“L’eccesso di informazione di cui disponiamo genera gradualmente – scusate il neologismo – la ‘naturalizzazione’ della miseria. Vale a dire, a poco a poco, diventiamo immuni alle tragedie degli altri e lo consideriamo come qualcosa di ‘naturale’. Sono così tante le immagini che ci raggiungono che noi vediamo il dolore, ma non lo tocchiamo, sentiamo il pianto, ma non lo consoliamo, vediamo la sete ma non la saziamo. In questo modo, molte vite diventano parte di una notizia che in poco tempo sarà sostituita da un’altra. E, mentre cambiano le notizie, il dolore, la fame e la sete non cambiano, rimangono.” (papa Francesco)
Da questa sottolineatura – che riguarda ovviamente uno specifico contesto sociale e umano di privazione e sofferenza – raccogliamo un elemento di giudizio per l’episodio di pubblicazione del video della funivia del Mottarone che, oltre ad essere fatto di rilevanza penale, risulta inquietante e drammatico. In mezzo all’eccesso di immagini che ormai mostrano anche ciò che non potrebbe/dovrebbe essere raccontato (al limite dello splatter o dell’oscenità visiva), divulgare un video così non toglie e non aggiunge nulla alla vicenda (almeno dal punto di vista dell’opinione pubblica), anzi alimenta una strana, dolorosa e inquietante curiosità, irrispettosa della memoria di coloro che – in quelle immagini – stanno morendo e irrispettosa dei loro cari.
Riprendo un testo molto interessante di A. Ferrante (L’oscenità dell’immaginario mediatico: riflessioni critiche e contromisure pedagogiche, in: MeTis, Saggi, Anno V, n. 2):
«La pedagogia dell’osceno in atto nell’immaginario mediatico produce un progressivo impoverimento simbolico dello sguardo dei soggetti, dovuto alla maniacale ossessione di rendere tutto visibile e fruibile. L’incapacità di sporgersi oltre la mera datità fattuale dell’immagine conduce i soggetti ad appiattirsi sul già dato, a non riuscire più a concepire altri scenari possibili e genera un radicale disinnamoramento rispetto alla natura, agli altri esseri umani, agli animali non-umani, agli oggetti, in quanto questi acquisiscono solamente un estemporaneo valore estetico. Nell’immaginario mediatico dominante tutto è quello che è, non ha un altrove, esiste solo per essere divorato, consumato, offeso, svilito. Le immagini divengono spettacolari contenitori senza contenuto, involucri vuoti, simulacri, ricettacoli di sensazioni. L’indifferenza al dolore reale sottesa a questa modalità di fruizione è il sintomo più evidente di una crisi del senso, del mistero, della percezione di un destino condiviso.

• [Compito assegnato 1]: Ricopia senza alcuna modifica le righe del materiale fornito che vanno da quella contenente "the player's knee;" fino all'ultima riga, entrambe incluse.

• [Materiale fornito]:
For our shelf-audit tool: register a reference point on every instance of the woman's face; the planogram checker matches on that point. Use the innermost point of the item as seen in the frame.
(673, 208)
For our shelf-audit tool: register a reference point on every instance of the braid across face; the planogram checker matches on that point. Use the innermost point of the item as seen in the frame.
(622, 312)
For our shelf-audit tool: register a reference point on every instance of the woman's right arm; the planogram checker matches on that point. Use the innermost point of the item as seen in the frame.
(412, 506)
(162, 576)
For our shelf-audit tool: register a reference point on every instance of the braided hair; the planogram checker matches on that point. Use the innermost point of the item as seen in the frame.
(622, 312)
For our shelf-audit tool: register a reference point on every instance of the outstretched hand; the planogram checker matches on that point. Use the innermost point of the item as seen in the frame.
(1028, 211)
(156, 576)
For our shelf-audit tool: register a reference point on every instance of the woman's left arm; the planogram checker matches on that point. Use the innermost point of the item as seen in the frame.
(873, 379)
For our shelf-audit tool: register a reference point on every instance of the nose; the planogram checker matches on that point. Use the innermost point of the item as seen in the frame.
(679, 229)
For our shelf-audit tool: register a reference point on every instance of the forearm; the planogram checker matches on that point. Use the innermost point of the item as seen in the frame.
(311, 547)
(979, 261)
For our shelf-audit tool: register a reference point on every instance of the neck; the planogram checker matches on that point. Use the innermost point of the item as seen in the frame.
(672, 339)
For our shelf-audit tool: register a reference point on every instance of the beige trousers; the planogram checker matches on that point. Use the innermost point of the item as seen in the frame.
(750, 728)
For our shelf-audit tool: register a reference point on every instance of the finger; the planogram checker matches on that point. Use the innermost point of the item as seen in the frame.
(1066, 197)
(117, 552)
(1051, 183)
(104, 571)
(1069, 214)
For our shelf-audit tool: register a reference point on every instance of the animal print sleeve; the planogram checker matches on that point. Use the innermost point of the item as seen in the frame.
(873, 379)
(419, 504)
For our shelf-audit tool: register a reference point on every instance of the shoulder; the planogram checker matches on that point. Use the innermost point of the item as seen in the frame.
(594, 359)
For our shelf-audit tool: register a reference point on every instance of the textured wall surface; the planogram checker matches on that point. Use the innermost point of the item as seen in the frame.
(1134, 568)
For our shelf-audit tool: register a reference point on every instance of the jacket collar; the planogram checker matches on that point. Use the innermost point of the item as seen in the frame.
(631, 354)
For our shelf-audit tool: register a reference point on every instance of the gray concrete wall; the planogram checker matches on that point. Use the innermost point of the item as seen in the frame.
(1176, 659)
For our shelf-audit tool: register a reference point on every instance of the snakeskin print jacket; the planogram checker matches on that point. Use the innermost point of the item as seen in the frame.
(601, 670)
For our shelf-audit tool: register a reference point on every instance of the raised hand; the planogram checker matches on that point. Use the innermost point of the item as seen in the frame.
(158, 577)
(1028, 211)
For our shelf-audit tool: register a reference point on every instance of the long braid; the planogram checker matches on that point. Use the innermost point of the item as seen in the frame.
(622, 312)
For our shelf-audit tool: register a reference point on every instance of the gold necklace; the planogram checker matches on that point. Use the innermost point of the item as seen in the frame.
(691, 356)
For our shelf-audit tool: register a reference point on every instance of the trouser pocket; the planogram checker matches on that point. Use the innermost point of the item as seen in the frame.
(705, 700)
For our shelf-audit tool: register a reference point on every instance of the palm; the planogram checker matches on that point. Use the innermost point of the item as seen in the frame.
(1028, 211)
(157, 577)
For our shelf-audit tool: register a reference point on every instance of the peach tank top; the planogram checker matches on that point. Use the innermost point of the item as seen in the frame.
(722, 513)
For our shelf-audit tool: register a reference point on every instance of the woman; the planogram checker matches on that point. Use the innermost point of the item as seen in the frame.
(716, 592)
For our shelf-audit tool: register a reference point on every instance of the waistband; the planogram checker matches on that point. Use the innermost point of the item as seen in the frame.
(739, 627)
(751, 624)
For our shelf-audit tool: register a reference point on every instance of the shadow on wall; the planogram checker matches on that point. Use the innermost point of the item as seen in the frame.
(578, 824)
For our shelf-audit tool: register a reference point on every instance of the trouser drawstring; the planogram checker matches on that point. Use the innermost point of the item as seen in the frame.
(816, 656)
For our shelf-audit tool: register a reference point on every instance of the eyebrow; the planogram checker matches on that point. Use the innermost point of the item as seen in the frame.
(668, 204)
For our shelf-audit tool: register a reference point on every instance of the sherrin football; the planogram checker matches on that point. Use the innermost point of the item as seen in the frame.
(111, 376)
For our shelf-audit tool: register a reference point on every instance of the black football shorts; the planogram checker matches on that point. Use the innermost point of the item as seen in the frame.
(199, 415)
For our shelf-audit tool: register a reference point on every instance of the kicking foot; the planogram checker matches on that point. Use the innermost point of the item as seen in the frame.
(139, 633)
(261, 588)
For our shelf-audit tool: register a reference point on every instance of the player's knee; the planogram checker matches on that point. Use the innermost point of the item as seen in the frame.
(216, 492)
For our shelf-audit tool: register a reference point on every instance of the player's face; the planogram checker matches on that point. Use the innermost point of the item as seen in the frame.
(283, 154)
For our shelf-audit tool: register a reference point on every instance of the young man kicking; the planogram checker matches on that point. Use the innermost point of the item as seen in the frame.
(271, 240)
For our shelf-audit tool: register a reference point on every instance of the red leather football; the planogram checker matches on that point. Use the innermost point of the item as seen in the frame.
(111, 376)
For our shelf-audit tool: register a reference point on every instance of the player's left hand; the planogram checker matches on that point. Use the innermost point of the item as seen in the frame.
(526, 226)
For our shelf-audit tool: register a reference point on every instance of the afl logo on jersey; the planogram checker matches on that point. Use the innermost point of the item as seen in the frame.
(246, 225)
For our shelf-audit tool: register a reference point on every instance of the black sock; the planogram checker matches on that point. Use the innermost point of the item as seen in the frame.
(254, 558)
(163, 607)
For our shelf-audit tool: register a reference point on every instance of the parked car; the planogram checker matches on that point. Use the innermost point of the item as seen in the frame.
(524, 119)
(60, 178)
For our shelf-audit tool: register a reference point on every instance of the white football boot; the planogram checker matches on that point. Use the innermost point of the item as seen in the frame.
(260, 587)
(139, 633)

• [Compito assegnato 2]: Prosegui il testo sull'eccesso di immagini nei media dal punto in cui si interrompe.

• [Risposta 1]:
For our shelf-audit tool: register a reference point on every instance of the player's knee; the planogram checker matches on that point. Use the innermost point of the item as seen in the frame.
(216, 492)
For our shelf-audit tool: register a reference point on every instance of the player's face; the planogram checker matches on that point. Use the innermost point of the item as seen in the frame.
(283, 154)
For our shelf-audit tool: register a reference point on every instance of the young man kicking; the planogram checker matches on that point. Use the innermost point of the item as seen in the frame.
(271, 240)
For our shelf-audit tool: register a reference point on every instance of the red leather football; the planogram checker matches on that point. Use the innermost point of the item as seen in the frame.
(111, 376)
For our shelf-audit tool: register a reference point on every instance of the player's left hand; the planogram checker matches on that point. Use the innermost point of the item as seen in the frame.
(526, 226)
For our shelf-audit tool: register a reference point on every instance of the afl logo on jersey; the planogram checker matches on that point. Use the innermost point of the item as seen in the frame.
(246, 225)
For our shelf-audit tool: register a reference point on every instance of the black sock; the planogram checker matches on that point. Use the innermost point of the item as seen in the frame.
(254, 558)
(163, 607)
For our shelf-audit tool: register a reference point on every instance of the parked car; the planogram checker matches on that point. Use the innermost point of the item as seen in the frame.
(524, 119)
(60, 178)
For our shelf-audit tool: register a reference point on every instance of the white football boot; the planogram checker matches on that point. Use the innermost point of the item as seen in the frame.
(260, 587)
(139, 633)

• [Risposta 2]:
A fronte dello sguardo impoverito del fruitore, che è irresponsabile, vorace, autocentrato, incapace di rabbrividire dinnanzi alla fragilità delle cose, bisognerebbe allora incentivare l’emersione di uno sguardo utopico, disallineato, incompiuto, che sappia rendere opaco il mondo e predisporsi a una rinnovata eticità nel rapporto con le immagini e soprattutto con il tessuto di relazioni simboliche, sociali, materiali a cui le immagini rimandano.
Occorre dunque rieducare lo sguardo […] non nel senso di raddrizzarlo o correggerlo tramite una sorta di “ortopedia visiva”, bensì in quello di sradicarlo, sviarlo, gettarlo in un altrove possibile, in un al di là dell’immagine concreta, che interrompe l’ossessione per il visibile: “Si tratta allora di operare per rigenerare uno scenario culturale legato più al regime immaginario della notte, delle sue forme cicliche e sintetiche, femminili e telluriche, occorre una compensazione d’ombra, che significa reagire all’iniezione costante di adrenalina e luminosità violenta che il contesto febbrile dell’operatività contemporanea sembra richiedere incessantemente […]. Occorre apprendere appunto a non vedere, ad accettare un certo grado di mistero e di limitazione, nell’accesso alle cose, imparare a non sventrare i problemi con l’ausilio di una razionalità ossessionata dalle buone intenzioni o da un pragmatismo fanatico” (P. Mottana, La visione smeraldina. Introduzione alla pedagogia immaginale, Milano, Mimesis, 2004, pp. 46-47).»
“L’essenziale è invisibile agli occhi”, scrive A. De St. Exupéry ne Il piccolo principe. E l’educazione dello sguardo, cioè dei sentimenti e della percezione, rientra a pieno titolo in quell’essenziale che ogni società civile dovrebbe curare. È il passo fondamentale per creare le condizioni di un futuro diverso; è il percorso che il mondo adulto deve mettere a disposizione delle giovani generazioni per imparare a guardare il mondo e gli altri con compassione. Educare significa offrire ai più piccoli una società nella quale «i valori non sono solo business, successo, denaro, immagine e tutela della privacy, ma anche qualche straccio di solidarietà, relazione, comunicazione, aiuto reciproco» (U. Galimberti, L’ospite inquietante).
Chi crede nell’importanza dell’educazione, crede nella necessità di educare in una comunità di valori. Per educare un bambino non basta un maestro, ma occorre un villaggio: solo ritrovando il coraggio di gesti e segni che danno valore al vivere (e al morire) – senza rassegnarsi o abituarsi all’oscenità delle immagini – potremo ri-imparare (e consegnare) quell’arte del contemplare il mondo che lo restituisce alla sua dimensione di realtà, alla bellezza fragile dell’umano e – ultimamente – al suo Creatore.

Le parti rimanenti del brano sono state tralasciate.